GIVEN TEXT:

----

How We Built a 100ms Policy Engine for AI Agent Transactions
TL;DR
- The policy engine evaluates 15+ rule types per transaction in under 100ms p99 — inside the network authorization timeout, leaving headroom for the rest of the auth path.
- The latency budget is spent on: card-context lookup (denormalized, ~10ms), policy load (cached, ~5ms), sequential rule evaluation with short-circuit (~30-50ms), ledger hold creation (~15ms), and webhook outbox enqueue (~5ms).
- Every decline returns a reason code AND a human-readable explanation. Both go in the agent's audit trail.
When an AI agent makes a payment, the authorization request lands in our policy engine before it touches the network. We evaluate every transaction against a configurable rule set — and we have to do it fast enough to not blow the network's auth timeout. Here's how that's built.
Why does the latency budget matter so much?
Network authorization timeouts are unforgiving. Visa and Mastercard expect a response inside roughly 5 seconds end-to-end. Inside that, the issuer (us) gets a sub-second budget after subtracting acquirer hops, network latency, and 3DS challenge round-trips. Real working budget for our policy decision: ~100-150ms.

----

MATERIAL SHOWN:

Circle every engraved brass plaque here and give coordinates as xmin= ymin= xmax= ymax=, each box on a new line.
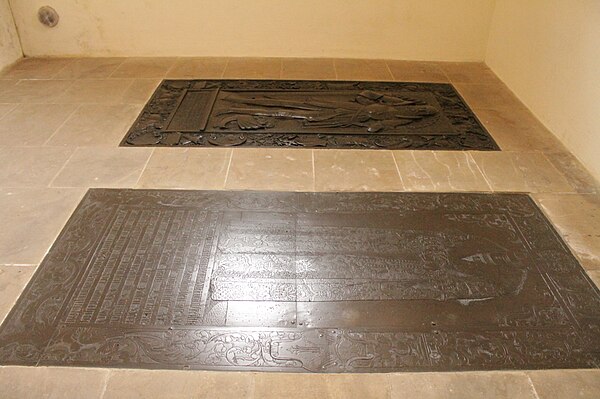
xmin=121 ymin=80 xmax=498 ymax=150
xmin=0 ymin=189 xmax=600 ymax=372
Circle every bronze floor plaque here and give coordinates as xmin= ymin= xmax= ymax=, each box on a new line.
xmin=0 ymin=189 xmax=600 ymax=372
xmin=121 ymin=80 xmax=499 ymax=150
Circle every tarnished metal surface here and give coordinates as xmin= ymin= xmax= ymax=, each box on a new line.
xmin=0 ymin=189 xmax=600 ymax=372
xmin=121 ymin=80 xmax=499 ymax=150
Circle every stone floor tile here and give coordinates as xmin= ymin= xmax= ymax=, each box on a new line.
xmin=439 ymin=62 xmax=502 ymax=84
xmin=314 ymin=150 xmax=404 ymax=191
xmin=0 ymin=80 xmax=74 ymax=103
xmin=137 ymin=148 xmax=232 ymax=190
xmin=121 ymin=79 xmax=161 ymax=104
xmin=533 ymin=193 xmax=600 ymax=270
xmin=0 ymin=103 xmax=18 ymax=119
xmin=167 ymin=57 xmax=228 ymax=79
xmin=0 ymin=77 xmax=19 ymax=91
xmin=326 ymin=374 xmax=391 ymax=399
xmin=0 ymin=188 xmax=85 ymax=265
xmin=0 ymin=265 xmax=36 ymax=323
xmin=475 ymin=107 xmax=566 ymax=152
xmin=254 ymin=373 xmax=331 ymax=399
xmin=54 ymin=57 xmax=125 ymax=79
xmin=223 ymin=58 xmax=281 ymax=79
xmin=334 ymin=59 xmax=394 ymax=81
xmin=225 ymin=148 xmax=314 ymax=191
xmin=281 ymin=58 xmax=336 ymax=80
xmin=110 ymin=57 xmax=177 ymax=79
xmin=389 ymin=372 xmax=537 ymax=399
xmin=393 ymin=151 xmax=490 ymax=191
xmin=529 ymin=370 xmax=600 ymax=399
xmin=0 ymin=104 xmax=77 ymax=146
xmin=0 ymin=147 xmax=73 ymax=187
xmin=2 ymin=58 xmax=72 ymax=79
xmin=51 ymin=147 xmax=152 ymax=188
xmin=471 ymin=151 xmax=575 ymax=193
xmin=103 ymin=370 xmax=254 ymax=399
xmin=55 ymin=79 xmax=133 ymax=104
xmin=387 ymin=61 xmax=448 ymax=83
xmin=46 ymin=104 xmax=141 ymax=146
xmin=0 ymin=367 xmax=108 ymax=399
xmin=544 ymin=151 xmax=600 ymax=194
xmin=454 ymin=83 xmax=525 ymax=109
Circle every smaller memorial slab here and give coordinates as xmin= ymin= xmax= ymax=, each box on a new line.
xmin=121 ymin=80 xmax=499 ymax=150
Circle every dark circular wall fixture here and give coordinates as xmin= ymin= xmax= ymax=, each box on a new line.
xmin=38 ymin=6 xmax=59 ymax=28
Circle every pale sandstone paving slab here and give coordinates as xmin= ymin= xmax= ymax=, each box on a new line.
xmin=223 ymin=58 xmax=282 ymax=79
xmin=0 ymin=367 xmax=109 ymax=399
xmin=50 ymin=147 xmax=152 ymax=188
xmin=281 ymin=58 xmax=336 ymax=80
xmin=54 ymin=57 xmax=125 ymax=79
xmin=333 ymin=59 xmax=394 ymax=80
xmin=393 ymin=151 xmax=491 ymax=191
xmin=0 ymin=147 xmax=73 ymax=187
xmin=167 ymin=57 xmax=228 ymax=79
xmin=0 ymin=104 xmax=77 ymax=146
xmin=386 ymin=61 xmax=449 ymax=83
xmin=314 ymin=150 xmax=404 ymax=191
xmin=137 ymin=148 xmax=232 ymax=190
xmin=109 ymin=57 xmax=176 ymax=79
xmin=102 ymin=370 xmax=253 ymax=399
xmin=474 ymin=106 xmax=566 ymax=153
xmin=223 ymin=148 xmax=314 ymax=191
xmin=121 ymin=79 xmax=498 ymax=151
xmin=528 ymin=370 xmax=600 ymax=399
xmin=534 ymin=193 xmax=600 ymax=270
xmin=0 ymin=80 xmax=74 ymax=103
xmin=0 ymin=189 xmax=600 ymax=372
xmin=471 ymin=152 xmax=576 ymax=193
xmin=1 ymin=58 xmax=72 ymax=79
xmin=0 ymin=188 xmax=84 ymax=265
xmin=389 ymin=372 xmax=538 ymax=399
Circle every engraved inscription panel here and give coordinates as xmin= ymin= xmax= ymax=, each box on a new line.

----

TO BE DONE:
(a) According to the article on the policy engine, roughly how long do Visa and Mastercard allow for an end-to-end authorization response?
(b) Reproduce the passage of the article on the policy engine starting at "- The latency" and ending at "agent's audit trail.", swapping "audit trail" for "decision log".
Answer using only the article on the policy engine.

FULL SOLUTIONS:
(a) Roughly 5 seconds.

(b)
- The latency budget is spent on: card-context lookup (denormalized, ~10ms), policy load (cached, ~5ms), sequential rule evaluation with short-circuit (~30-50ms), ledger hold creation (~15ms), and webhook outbox enqueue (~5ms).
- Every decline returns a reason code AND a human-readable explanation. Both go in the agent's decision log.